**RECORDS PROVIDED**
▼
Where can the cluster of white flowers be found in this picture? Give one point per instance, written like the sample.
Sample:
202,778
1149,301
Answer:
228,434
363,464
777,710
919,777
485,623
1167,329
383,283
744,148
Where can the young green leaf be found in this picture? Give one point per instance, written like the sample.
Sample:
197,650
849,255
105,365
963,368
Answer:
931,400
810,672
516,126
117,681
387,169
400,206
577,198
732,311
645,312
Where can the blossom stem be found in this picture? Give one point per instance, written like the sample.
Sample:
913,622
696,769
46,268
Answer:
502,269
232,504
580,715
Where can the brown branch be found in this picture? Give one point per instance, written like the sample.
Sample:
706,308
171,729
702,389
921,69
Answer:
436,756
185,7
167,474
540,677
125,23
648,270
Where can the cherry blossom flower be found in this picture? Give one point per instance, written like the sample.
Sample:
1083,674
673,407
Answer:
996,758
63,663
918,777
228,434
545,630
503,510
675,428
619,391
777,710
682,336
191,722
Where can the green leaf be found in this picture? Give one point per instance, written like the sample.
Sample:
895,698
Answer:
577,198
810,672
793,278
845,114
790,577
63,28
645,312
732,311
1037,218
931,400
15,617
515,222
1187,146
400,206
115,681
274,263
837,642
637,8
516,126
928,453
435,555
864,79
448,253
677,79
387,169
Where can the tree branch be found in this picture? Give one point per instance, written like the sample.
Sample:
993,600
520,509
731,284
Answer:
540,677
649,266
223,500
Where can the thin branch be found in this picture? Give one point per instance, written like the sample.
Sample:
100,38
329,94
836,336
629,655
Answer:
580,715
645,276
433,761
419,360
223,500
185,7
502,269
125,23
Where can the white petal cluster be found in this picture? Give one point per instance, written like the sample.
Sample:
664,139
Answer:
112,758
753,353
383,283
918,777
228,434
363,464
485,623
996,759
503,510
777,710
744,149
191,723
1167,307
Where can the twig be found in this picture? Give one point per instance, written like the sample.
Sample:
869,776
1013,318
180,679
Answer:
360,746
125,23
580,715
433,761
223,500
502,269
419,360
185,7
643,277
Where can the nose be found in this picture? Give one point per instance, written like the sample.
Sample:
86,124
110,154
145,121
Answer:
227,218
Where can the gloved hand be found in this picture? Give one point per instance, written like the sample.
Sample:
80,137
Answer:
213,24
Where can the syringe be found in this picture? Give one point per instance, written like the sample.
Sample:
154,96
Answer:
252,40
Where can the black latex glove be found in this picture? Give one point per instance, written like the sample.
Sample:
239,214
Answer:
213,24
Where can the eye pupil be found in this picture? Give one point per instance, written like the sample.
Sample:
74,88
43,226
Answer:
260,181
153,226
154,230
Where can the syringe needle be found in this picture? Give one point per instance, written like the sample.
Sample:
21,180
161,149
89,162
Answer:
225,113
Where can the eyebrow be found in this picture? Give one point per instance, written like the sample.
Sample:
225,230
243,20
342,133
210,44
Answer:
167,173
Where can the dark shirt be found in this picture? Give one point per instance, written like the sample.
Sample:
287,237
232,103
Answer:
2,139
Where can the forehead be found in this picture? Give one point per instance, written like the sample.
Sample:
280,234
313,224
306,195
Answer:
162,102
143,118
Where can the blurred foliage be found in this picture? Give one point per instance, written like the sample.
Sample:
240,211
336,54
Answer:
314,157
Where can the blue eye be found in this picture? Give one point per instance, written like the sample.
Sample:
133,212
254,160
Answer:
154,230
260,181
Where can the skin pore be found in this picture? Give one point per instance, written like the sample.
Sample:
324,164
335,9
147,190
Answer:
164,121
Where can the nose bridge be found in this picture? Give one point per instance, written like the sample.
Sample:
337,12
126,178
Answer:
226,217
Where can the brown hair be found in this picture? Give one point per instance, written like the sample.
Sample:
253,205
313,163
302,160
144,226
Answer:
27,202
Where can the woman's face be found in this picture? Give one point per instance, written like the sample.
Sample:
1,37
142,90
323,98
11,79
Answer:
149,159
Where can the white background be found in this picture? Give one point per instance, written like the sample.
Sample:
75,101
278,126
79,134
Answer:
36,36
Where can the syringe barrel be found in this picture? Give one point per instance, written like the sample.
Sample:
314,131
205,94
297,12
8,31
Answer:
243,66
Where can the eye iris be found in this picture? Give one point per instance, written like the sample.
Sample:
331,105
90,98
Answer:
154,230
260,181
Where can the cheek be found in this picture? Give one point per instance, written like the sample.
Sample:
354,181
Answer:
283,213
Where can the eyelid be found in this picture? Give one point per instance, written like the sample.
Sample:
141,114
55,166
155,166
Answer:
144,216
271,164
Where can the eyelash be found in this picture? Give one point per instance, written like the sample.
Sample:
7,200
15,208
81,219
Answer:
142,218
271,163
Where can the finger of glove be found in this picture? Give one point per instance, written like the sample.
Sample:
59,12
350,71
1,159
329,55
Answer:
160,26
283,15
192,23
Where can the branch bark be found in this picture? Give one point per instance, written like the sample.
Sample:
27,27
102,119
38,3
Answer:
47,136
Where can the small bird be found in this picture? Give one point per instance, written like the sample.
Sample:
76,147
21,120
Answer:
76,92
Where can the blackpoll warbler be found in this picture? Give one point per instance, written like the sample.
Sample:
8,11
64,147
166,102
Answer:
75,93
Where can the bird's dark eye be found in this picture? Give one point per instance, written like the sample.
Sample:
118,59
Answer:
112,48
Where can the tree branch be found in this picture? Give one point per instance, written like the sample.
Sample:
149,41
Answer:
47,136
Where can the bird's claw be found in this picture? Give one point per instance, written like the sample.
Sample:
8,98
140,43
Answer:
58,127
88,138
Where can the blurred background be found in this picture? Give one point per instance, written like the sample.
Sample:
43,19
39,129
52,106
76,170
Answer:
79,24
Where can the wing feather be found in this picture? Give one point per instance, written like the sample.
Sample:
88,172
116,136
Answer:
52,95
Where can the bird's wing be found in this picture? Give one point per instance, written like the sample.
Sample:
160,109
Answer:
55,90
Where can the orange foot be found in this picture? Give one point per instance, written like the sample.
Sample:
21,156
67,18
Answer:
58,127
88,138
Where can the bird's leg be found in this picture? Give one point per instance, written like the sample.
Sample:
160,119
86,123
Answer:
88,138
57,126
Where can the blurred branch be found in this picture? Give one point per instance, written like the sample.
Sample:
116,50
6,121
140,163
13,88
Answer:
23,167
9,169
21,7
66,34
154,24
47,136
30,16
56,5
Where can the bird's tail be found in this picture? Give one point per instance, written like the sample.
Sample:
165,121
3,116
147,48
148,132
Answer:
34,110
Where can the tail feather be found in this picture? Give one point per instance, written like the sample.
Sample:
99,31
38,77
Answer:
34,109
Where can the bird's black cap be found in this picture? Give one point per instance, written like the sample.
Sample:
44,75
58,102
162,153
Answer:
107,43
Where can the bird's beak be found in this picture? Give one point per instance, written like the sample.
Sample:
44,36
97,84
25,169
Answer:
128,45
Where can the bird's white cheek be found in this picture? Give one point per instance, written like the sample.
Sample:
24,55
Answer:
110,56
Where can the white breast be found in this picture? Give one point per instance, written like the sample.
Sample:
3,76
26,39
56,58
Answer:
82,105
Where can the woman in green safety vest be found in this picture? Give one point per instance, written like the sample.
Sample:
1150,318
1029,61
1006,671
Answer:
▲
**GOAL OF THE EXERCISE**
Reproduce the data shown above exactly.

**WRITTEN REPLY**
Where can the cluster of white flowers be found in this picture? Give one point per instance, written like the sample.
Sample:
202,778
1149,301
Answer:
228,434
363,464
777,710
919,777
485,623
1167,329
383,283
744,148
Where can the young green leaf be found in this picture? Give one point per instance, written like the sample.
Sample:
197,650
849,255
105,365
963,368
Answer:
931,400
810,672
516,126
117,681
387,169
400,206
577,198
732,311
645,312
Where can the blossom stem be found in this picture? Give one point per instance, written like the sample.
Sample:
913,622
696,769
46,268
Answer:
502,269
232,504
580,715
Where can the brown branch be found in this picture? Give one point per instance, written like the sample.
Sample:
706,308
171,729
702,389
921,69
Answer:
436,756
185,7
167,474
540,677
125,23
648,270
Where can the cherry blossom flower be found in this picture? Give one point per instance, written like the sample.
Sample:
1083,674
673,407
Answer:
996,758
63,663
918,777
228,434
545,630
503,510
675,428
619,391
777,710
682,336
191,722
Where can the green leaf be found in this picture? Give one point per instance, written like the sample.
Sample:
895,698
Answer:
577,198
810,672
793,278
845,114
790,577
63,28
645,312
732,311
1037,218
931,400
15,617
515,222
1187,146
400,206
115,681
274,263
837,642
637,8
516,126
928,453
435,555
864,79
448,253
677,79
387,169
Where can the tree branch be found in this picture? Give one point per instance, written like the sample.
Sample:
993,600
520,509
731,284
Answer:
540,677
649,266
223,500
Where can the thin branch be found in this picture? Give one point per instance, written like the sample.
Sample:
100,38
329,94
836,336
629,655
Answer:
580,715
645,276
433,761
419,360
223,500
185,7
502,269
125,23
Where can the white petal cluster be found in this picture? Give one point per instance, written like the sample.
Sample:
664,139
Answer:
112,758
753,353
383,283
918,777
228,434
363,464
485,623
996,759
503,510
777,710
744,149
191,723
1167,307
Where can the twig be found in this picture? Give one point per instance, written like the sample.
Sample:
869,776
1013,318
180,679
Answer:
360,746
125,23
580,715
433,761
223,500
502,269
419,360
185,7
643,277
Where can the nose be found in this picture? Give one point per instance, written like the sample.
Sample:
86,124
110,154
145,121
Answer:
227,218
Where can the gloved hand be found in this picture? Give one point per instance, written like the sample.
Sample:
80,137
Answer:
213,24
Where can the syringe be found in this picture? Give one point per instance, written like the sample.
Sample:
154,96
Answer:
252,40
Where can the black latex glove be found in this picture? Give one point per instance, written like the sample.
Sample:
239,214
Answer:
213,24
Where can the eye pupil be found in this picture? Give one point per instance, written like the sample.
Sample:
74,88
43,226
Answer:
260,181
153,226
154,230
Where can the syringe needle be found in this picture? Give one point per instance, written like the sample.
Sample:
21,180
161,149
89,162
Answer:
225,113
Where can the eyebrow be found in this picture? Give one point per instance, written like the sample.
Sample:
225,230
243,20
342,133
210,44
Answer:
167,173
Where can the dark shirt be found in this picture? Give one point per instance, written like the sample.
Sample:
287,237
232,103
Answer:
2,139
Where can the forehead be found in this picture? Give one point per instance, written like the sample.
Sample:
280,234
313,224
306,195
Answer:
162,102
143,118
Where can the blurred foliage be found in this picture? Give one point per instance, written like the sample.
Sample:
240,211
336,54
Answer:
314,157
Where can the blue eye be found in this picture? Give one point per instance, written like the sample.
Sample:
133,212
254,160
Answer:
154,230
260,181
Where can the skin pore be found in this picture? Give one point per instance, written like the sample.
Sample:
324,164
335,9
147,190
Answer:
164,121
Where can the nose bridge be found in this picture? Give one point per instance, written like the sample.
Sample:
337,12
126,178
Answer:
226,217
Where can the brown hair be found in this picture? Give one point per instance, written like the sample.
Sample:
253,205
313,163
302,160
144,226
Answer:
27,202
Where can the woman's face be found in this picture? Give one point per instance, written like the sample.
Sample:
1,37
142,90
323,98
11,79
Answer:
149,159
Where can the white background be found in this picture? Give one point per instance, written like the sample.
Sample:
75,101
278,126
79,134
Answer:
36,36
Where can the syringe barrel be found in this picture? Give one point per instance, written like the sample.
Sample:
314,131
205,94
297,12
8,31
Answer:
243,66
Where can the eye iris be found in this picture? Give one point per instance, written like the sample.
Sample:
331,105
90,98
Answer:
154,230
260,181
Where can the cheek be found in this picture? Give one point per instance, written like the sample.
Sample:
354,181
Answer:
283,213
Where can the eyelid be found in this picture? Give one point per instance, written like the sample.
Sample:
141,114
55,166
155,166
Answer:
144,216
271,164
Where can the eyelash be found in this picture? Give one point per instance, written like the sample.
Sample:
7,200
15,208
81,219
Answer:
142,218
271,163
Where can the finger of glove be found in this picture? Give one point per instance, written like the sample.
Sample:
59,12
350,71
1,159
329,55
Answer:
160,26
283,15
192,23
Where can the branch bark be found in this picture? Give one point per instance, written like the sample.
Sample:
27,27
102,119
38,3
Answer:
47,136
Where can the small bird be found in this picture? Give one point per instance, written like the sample.
Sample:
76,147
21,120
Answer:
76,92
Where can the blackpoll warbler be found in this picture? Give one point per instance, written like the sample.
Sample:
8,11
64,147
166,102
Answer:
75,93
Where can the bird's dark eye be found in this picture? Give one point per instance, written like the sample.
Sample:
118,59
Answer:
112,48
Where can the tree branch be found in this picture? Give one point per instance, written like the sample.
Sample:
149,41
Answer:
47,136
Where can the bird's claw be found in this picture? Give one point per instance, written like the sample.
Sample:
8,98
140,43
Answer:
58,127
88,138
Where can the blurred background be found in this picture? Give one point per instance, written like the sample.
Sample:
43,19
39,129
52,106
76,170
Answer:
79,24
Where can the wing feather be found in this picture? Give one point per instance, written like the sample.
Sample:
88,172
116,136
Answer:
52,95
Where can the bird's wing be found in this picture? Give one point per instance, written like the sample.
Sample:
160,109
Answer:
55,90
Where can the orange foot be found in this picture? Give one point per instance, written like the sample.
Sample:
21,156
67,18
Answer:
58,127
88,138
Where can the bird's leg be found in this picture? Give one point per instance, written like the sample.
Sample:
160,119
86,123
Answer:
88,138
57,126
Where can the blurred branch be found in this picture? Give one point per instance, written like the sample.
Sample:
116,50
6,121
140,163
13,88
Answer:
23,167
9,169
21,7
66,34
154,24
47,136
30,16
56,5
Where can the bird's tail be found in this picture? Give one point per instance, written like the sample.
Sample:
165,121
3,116
147,48
148,132
Answer:
34,110
Where can the tail feather be found in this picture? Give one point per instance, written like the sample.
Sample:
99,31
38,77
Answer:
34,109
Where can the bird's black cap be found in this picture? Give one point per instance, written like the sample.
Sample:
44,75
58,102
162,153
Answer:
107,43
Where can the bird's beak be found in this picture? Give one point per instance, written like the sample.
Sample:
44,36
97,84
25,169
Answer:
128,45
Where can the bird's white cheek be found in this picture? Give one point per instance, written like the sample.
Sample:
24,55
Answer:
110,56
Where can the white breast be found in this picture? Give one point per instance, written like the sample.
Sample:
3,76
26,39
56,58
Answer:
82,105
Where can the woman in green safety vest be found in this picture? Give one point per instance, written like the sample.
Sample:
1150,318
1029,61
1006,671
Answer:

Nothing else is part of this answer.